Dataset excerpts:

______

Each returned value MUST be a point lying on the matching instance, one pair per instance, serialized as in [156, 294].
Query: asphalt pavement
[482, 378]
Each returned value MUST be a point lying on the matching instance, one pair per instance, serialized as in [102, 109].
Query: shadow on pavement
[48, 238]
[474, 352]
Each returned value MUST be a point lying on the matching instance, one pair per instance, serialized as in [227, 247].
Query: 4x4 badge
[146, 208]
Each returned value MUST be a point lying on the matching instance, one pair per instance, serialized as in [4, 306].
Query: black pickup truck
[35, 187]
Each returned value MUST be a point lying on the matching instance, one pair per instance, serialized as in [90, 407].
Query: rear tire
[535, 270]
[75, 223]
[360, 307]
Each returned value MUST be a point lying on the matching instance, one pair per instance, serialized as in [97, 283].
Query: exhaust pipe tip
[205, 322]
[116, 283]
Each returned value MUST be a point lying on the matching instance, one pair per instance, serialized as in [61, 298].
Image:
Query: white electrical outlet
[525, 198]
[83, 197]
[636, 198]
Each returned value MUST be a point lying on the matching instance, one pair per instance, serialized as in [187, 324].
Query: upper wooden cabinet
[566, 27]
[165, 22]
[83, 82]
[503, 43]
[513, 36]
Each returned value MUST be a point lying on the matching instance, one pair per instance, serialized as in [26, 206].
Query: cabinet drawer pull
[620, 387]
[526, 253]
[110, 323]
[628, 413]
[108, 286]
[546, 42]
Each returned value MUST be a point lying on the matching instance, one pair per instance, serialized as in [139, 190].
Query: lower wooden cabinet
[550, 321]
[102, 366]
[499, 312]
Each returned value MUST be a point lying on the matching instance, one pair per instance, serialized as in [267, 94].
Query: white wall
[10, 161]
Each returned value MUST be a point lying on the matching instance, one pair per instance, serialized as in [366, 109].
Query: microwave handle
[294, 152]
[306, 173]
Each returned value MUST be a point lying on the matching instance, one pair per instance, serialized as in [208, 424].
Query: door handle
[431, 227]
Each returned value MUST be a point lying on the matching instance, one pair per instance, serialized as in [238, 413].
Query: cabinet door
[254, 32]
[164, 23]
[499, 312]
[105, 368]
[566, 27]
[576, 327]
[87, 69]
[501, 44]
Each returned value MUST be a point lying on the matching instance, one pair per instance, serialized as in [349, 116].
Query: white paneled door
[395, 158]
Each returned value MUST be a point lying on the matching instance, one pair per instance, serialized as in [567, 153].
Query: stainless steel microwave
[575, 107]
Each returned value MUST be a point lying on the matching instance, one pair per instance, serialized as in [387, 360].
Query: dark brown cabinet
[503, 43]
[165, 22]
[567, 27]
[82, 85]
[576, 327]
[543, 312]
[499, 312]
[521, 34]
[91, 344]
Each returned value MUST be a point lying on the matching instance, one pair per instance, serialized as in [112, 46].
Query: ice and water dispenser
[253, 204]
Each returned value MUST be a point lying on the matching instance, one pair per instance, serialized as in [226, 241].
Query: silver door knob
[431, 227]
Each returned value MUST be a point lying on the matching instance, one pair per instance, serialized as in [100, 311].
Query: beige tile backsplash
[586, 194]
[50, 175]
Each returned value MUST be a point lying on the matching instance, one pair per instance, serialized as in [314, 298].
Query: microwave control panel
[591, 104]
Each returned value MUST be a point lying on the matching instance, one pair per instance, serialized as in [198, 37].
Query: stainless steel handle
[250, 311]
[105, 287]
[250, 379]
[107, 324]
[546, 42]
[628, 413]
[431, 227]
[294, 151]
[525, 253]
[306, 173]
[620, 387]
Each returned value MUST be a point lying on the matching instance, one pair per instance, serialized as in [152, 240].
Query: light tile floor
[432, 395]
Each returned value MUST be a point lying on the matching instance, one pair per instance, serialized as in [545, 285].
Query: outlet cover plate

______

## PROMPT
All of the data above should be reproduced exactly, with nothing left out.

## TASK RESPONSE
Each returned value MUST be a point lying on the matching instance, one pair per instance, serialized as in [156, 294].
Query: asphalt pavement
[482, 378]
Each returned value MUST be a point lying on the matching instance, one pair per instance, serialized as in [102, 109].
Query: shadow on pavement
[48, 238]
[474, 352]
Each returned value MUST be a point lying on the matching instance, one pair per instance, serialized as in [227, 247].
Query: 4x4 badge
[146, 208]
Each returned value MUST be a point lying on the matching instance, one pair per instance, serialized as in [4, 306].
Query: black pickup truck
[35, 187]
Each returned value MUST be a point lying on the matching instance, one pair per instance, serialized as in [90, 407].
Query: rear tire
[535, 270]
[75, 223]
[360, 307]
Each returned value MUST be a point lying on the matching instance, one pair per instance, serialized as in [97, 283].
Query: exhaust pipe tip
[205, 322]
[116, 283]
Each returned value MUST be a point lying on the matching instance, one pair per instance, serialized as in [61, 298].
Image:
Query: white electrical outlet
[525, 198]
[83, 197]
[636, 198]
Each returned value MUST be a point lying on the matching instance, one pair per instance, serialized as in [187, 324].
Query: upper wooden cabinet
[566, 27]
[165, 22]
[83, 82]
[503, 43]
[513, 36]
Each returned value MUST be a point lying on the matching instance, one pair per instance, serialized as in [26, 206].
Query: cabinet drawer pull
[620, 387]
[526, 253]
[110, 323]
[628, 413]
[108, 286]
[546, 42]
Each returned value MUST be a point lying on the matching instance, one pair per instance, serialized as in [139, 190].
Query: lower wooden cabinet
[550, 321]
[102, 366]
[499, 312]
Each returned value MUST be a point lying on the matching instance, one pair per instance, serialized as in [267, 94].
Query: white wall
[10, 161]
Each returned value MUST be a point lying on the matching instance, one pair per instance, serialized as in [366, 109].
Query: microwave handle
[294, 152]
[306, 173]
Each returned value MUST be a point lying on the matching instance, one pair per instance, serialized as in [208, 424].
Query: door handle
[431, 227]
Each returned value MUST be a point lying on the matching instance, one pair per instance, serialized as in [238, 413].
Query: cabinet door
[254, 32]
[164, 23]
[499, 312]
[105, 368]
[566, 27]
[576, 327]
[87, 69]
[501, 44]
Each returned value MUST be a point lying on the matching instance, one pair per instance, serialized as in [349, 116].
Query: white paneled door
[395, 158]
Each returned value MUST be a point lying on the matching instance, one pair per instance, serialized as in [567, 153].
Query: stainless steel microwave
[575, 107]
Each returned value MUST be a point lying on the matching instance, one pair per instance, serialized as in [387, 360].
Query: dark brown cabinet
[503, 43]
[165, 22]
[567, 27]
[82, 85]
[576, 327]
[543, 312]
[499, 312]
[521, 34]
[91, 344]
Each returned value MUST be a point lying on the matching instance, one pair per instance, serialized as in [112, 46].
Query: ice and water dispenser
[253, 204]
Each returned value MUST be a point lying on the matching instance, one pair per instance, serialized as in [226, 241].
Query: silver door knob
[431, 227]
Each returned value MUST be a point lying on the matching instance, one pair per instance, serialized as in [100, 311].
Query: beige tile backsplash
[586, 194]
[50, 175]
Each returned value MUST be a point lying on the matching instance, one pair per instance, serialized as in [314, 298].
Query: microwave control panel
[591, 104]
Each returned value MUST be a point lying on the matching instance, one pair per instance, serialized as in [198, 37].
Query: stainless steel handle
[250, 311]
[105, 287]
[250, 379]
[107, 324]
[546, 42]
[628, 413]
[431, 227]
[294, 151]
[525, 253]
[306, 173]
[620, 387]
Each returned value MUST be a point lying on the matching instance, one pair per instance, serialized as in [152, 240].
Query: light tile floor
[432, 395]
Each returned value MUST be a point lying on the matching instance, one pair per instance, serialized as in [545, 285].
Query: outlet cover plate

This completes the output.